## [SHORT PROBLEM]
Locate the line that contains "of the striped". Reproduce it and all following lines up to the end of the material, exactly and with nothing added.

-- BEGIN RAW RECORDS --

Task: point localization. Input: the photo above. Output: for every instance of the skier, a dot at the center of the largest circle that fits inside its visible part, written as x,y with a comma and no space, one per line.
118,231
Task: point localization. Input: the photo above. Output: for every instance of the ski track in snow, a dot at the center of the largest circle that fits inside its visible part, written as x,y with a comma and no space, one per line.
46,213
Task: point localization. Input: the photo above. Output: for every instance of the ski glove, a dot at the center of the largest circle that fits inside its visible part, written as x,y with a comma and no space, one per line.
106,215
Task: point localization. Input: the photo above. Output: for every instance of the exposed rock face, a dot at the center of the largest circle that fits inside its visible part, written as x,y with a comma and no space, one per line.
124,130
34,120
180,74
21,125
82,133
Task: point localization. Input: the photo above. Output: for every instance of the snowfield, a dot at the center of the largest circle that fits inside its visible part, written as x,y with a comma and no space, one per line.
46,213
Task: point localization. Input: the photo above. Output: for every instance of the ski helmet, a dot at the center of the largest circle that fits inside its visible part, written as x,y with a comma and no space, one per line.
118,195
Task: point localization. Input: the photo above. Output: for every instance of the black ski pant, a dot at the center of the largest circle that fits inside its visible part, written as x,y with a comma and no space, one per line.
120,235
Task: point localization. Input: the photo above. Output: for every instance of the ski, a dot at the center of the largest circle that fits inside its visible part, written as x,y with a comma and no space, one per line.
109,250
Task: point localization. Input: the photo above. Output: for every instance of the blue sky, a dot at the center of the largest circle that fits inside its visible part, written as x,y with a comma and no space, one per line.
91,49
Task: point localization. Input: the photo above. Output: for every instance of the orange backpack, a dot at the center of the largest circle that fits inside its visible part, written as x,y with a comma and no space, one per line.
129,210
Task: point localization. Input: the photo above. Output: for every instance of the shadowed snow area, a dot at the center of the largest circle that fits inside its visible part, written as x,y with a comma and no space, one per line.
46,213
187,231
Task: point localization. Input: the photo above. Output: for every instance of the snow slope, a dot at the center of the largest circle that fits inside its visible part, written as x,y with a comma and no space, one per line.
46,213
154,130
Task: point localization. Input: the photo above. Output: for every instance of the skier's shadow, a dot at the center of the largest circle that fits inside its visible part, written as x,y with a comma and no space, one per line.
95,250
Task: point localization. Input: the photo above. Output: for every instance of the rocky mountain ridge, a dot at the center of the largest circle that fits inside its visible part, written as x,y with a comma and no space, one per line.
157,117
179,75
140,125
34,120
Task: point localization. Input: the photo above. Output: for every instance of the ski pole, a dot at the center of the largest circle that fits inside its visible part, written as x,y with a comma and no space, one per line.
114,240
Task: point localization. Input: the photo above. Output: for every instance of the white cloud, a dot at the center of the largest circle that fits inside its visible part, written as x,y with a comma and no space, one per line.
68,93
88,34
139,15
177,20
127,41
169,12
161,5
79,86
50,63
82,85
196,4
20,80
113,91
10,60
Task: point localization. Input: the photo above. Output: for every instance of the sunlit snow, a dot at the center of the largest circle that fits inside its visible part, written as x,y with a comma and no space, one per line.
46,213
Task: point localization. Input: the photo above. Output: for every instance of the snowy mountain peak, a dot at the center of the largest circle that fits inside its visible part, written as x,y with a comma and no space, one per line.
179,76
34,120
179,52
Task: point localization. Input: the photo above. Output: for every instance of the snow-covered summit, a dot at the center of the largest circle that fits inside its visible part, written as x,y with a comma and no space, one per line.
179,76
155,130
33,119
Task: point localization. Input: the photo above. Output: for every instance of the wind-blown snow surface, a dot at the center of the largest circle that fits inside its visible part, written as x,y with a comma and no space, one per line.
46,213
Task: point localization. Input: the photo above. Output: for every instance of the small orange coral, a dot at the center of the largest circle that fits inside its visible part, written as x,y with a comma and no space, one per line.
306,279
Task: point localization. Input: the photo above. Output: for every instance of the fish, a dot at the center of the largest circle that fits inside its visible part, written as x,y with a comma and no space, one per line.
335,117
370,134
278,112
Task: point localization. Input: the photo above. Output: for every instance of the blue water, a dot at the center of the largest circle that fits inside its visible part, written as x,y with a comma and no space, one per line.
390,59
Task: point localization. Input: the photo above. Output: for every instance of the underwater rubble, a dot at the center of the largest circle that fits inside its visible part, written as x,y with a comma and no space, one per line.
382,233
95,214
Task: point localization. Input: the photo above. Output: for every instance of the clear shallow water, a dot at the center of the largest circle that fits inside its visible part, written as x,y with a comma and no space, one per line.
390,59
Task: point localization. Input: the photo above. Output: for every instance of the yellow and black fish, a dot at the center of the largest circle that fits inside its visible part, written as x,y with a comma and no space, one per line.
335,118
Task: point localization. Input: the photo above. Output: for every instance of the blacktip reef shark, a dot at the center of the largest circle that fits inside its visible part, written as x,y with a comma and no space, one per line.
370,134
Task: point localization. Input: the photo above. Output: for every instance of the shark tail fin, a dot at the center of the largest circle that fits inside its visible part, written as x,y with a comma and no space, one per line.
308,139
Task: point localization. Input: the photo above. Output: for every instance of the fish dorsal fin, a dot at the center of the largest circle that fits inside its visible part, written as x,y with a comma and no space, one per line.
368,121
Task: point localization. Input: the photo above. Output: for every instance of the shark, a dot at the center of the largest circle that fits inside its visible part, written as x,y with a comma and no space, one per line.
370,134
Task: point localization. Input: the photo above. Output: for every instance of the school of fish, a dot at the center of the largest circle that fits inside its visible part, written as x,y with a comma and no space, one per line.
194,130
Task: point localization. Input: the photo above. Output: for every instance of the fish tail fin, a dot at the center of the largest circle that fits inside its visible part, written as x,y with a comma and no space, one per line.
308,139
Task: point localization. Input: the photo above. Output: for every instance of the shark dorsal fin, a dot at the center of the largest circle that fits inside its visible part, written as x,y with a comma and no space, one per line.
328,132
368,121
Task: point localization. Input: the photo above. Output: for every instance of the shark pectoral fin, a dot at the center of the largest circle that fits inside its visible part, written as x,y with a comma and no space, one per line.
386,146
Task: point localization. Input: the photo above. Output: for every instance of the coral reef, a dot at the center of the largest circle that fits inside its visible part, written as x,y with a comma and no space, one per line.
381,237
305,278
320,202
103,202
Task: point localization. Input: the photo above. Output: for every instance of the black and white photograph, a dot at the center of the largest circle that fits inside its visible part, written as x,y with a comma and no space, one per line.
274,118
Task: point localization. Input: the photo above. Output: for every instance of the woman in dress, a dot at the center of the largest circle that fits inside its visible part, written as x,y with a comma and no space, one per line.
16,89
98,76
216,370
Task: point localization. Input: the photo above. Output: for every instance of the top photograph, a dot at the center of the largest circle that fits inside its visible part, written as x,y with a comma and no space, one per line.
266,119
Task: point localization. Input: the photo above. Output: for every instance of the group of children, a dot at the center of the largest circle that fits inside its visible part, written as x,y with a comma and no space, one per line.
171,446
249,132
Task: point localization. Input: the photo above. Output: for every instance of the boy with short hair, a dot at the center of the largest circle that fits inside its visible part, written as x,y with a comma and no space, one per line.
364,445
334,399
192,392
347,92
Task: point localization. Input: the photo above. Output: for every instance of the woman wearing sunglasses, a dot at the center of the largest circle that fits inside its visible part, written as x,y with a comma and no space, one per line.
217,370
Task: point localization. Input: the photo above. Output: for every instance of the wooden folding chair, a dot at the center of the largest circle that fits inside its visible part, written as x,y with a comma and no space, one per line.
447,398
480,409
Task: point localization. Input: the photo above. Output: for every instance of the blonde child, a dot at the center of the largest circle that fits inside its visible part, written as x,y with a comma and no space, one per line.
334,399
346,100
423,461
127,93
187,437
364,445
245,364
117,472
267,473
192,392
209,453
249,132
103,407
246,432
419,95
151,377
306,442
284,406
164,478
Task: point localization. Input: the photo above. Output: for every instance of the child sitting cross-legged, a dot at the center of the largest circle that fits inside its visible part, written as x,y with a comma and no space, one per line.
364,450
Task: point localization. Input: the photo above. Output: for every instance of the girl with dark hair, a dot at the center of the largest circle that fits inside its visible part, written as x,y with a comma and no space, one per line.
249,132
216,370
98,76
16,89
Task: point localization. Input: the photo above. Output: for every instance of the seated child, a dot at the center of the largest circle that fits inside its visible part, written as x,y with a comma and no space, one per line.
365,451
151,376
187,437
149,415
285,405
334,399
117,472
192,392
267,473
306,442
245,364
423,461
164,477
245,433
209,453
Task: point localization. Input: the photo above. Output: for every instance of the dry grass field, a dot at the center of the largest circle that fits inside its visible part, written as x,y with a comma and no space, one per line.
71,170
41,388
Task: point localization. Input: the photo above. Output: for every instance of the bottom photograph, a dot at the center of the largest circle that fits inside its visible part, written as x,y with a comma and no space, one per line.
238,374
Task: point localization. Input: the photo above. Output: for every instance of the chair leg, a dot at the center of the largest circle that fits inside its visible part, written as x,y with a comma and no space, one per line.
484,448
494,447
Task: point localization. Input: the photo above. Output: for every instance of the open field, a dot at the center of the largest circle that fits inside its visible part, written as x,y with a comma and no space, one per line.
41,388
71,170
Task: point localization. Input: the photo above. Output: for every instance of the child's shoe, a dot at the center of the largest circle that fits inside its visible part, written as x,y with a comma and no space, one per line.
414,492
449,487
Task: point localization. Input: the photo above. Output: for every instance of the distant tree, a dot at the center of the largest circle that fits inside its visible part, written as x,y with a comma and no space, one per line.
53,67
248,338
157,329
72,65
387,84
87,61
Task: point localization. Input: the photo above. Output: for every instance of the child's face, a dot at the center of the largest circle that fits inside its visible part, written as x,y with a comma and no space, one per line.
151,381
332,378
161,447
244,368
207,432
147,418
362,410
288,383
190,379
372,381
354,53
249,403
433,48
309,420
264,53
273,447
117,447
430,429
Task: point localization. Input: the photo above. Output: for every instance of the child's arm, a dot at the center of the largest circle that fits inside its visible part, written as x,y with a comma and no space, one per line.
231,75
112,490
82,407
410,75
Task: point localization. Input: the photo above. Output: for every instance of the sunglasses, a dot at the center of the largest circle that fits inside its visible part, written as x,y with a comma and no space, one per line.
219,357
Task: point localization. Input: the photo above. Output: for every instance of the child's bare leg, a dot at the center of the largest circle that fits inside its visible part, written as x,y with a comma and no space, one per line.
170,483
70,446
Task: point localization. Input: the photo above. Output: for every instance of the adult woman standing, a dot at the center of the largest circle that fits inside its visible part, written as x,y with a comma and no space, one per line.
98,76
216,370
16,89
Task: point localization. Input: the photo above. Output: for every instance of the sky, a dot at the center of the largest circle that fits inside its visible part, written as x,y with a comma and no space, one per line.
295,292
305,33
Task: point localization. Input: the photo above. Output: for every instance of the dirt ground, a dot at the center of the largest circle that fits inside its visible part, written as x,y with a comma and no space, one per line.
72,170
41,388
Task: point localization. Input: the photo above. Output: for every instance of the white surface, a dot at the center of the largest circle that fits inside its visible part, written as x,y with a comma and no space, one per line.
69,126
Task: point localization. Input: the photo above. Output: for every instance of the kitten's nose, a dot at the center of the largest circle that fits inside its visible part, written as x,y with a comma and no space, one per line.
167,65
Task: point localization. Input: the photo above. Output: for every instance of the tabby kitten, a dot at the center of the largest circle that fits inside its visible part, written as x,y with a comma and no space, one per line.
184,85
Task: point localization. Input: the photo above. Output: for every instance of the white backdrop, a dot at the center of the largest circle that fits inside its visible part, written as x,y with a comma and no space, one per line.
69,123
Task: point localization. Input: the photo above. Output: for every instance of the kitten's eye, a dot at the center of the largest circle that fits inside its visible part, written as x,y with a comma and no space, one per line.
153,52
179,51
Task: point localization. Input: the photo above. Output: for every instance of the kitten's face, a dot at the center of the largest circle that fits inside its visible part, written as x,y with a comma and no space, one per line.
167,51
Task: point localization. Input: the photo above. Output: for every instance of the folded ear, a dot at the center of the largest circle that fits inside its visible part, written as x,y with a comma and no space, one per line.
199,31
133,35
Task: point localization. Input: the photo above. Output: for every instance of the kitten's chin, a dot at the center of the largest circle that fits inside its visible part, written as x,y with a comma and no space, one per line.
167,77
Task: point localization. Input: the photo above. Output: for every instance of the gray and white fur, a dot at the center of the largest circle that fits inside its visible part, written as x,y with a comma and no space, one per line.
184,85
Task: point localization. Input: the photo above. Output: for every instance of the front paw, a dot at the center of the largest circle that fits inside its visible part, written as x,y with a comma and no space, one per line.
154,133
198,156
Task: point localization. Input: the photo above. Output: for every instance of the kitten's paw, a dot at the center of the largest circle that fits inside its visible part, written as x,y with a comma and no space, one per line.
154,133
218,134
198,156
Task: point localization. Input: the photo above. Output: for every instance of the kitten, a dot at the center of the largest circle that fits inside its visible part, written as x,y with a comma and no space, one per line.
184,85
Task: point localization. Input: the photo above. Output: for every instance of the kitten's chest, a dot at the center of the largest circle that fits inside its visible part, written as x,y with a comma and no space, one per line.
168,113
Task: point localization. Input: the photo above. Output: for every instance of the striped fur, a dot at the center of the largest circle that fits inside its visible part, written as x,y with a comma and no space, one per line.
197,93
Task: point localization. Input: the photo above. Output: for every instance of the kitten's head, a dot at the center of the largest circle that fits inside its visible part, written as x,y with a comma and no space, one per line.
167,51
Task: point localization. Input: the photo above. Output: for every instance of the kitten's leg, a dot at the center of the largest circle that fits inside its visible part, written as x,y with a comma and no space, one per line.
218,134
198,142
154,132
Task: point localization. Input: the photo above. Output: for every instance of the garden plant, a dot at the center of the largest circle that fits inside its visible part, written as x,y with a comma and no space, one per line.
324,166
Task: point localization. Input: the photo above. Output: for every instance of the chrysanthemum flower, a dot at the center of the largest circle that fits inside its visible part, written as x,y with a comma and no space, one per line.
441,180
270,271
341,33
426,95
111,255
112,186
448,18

-- END RAW RECORDS --

## [OUTPUT OF THE TASK]
Task: point localization. Input: the photo above. Output: for every instance of the striped fur, a dot at the center of the largest circle that fits inside its visible part, written as x,y with a comma and no space, one per line.
197,93
Task: point localization. Input: the photo above. Output: for every instance of the kitten's head, a dot at the center of the largest circle that fits inside its visible part, written as x,y with a comma and no space, one per line.
167,51
Task: point localization. Input: the photo above. Output: for every instance of the kitten's leg, a dot at the center of the largest circle that fits inside its visible part, written as x,y with a comma and no space, one per line.
218,134
198,142
154,132
Task: point localization. Input: the photo above. Output: for every instance of the garden plant, a dot at the center of the largest circle that fits inside its visible part, written as x,y with a comma and no space, one per line.
324,166
Task: point localization. Input: the photo above. Output: for every instance of the chrysanthemum flower, a dot at the center of the largest circle that fits inside its visible part, written as x,y with a comma and no space, one per line.
441,180
270,271
341,33
426,95
111,255
112,186
448,18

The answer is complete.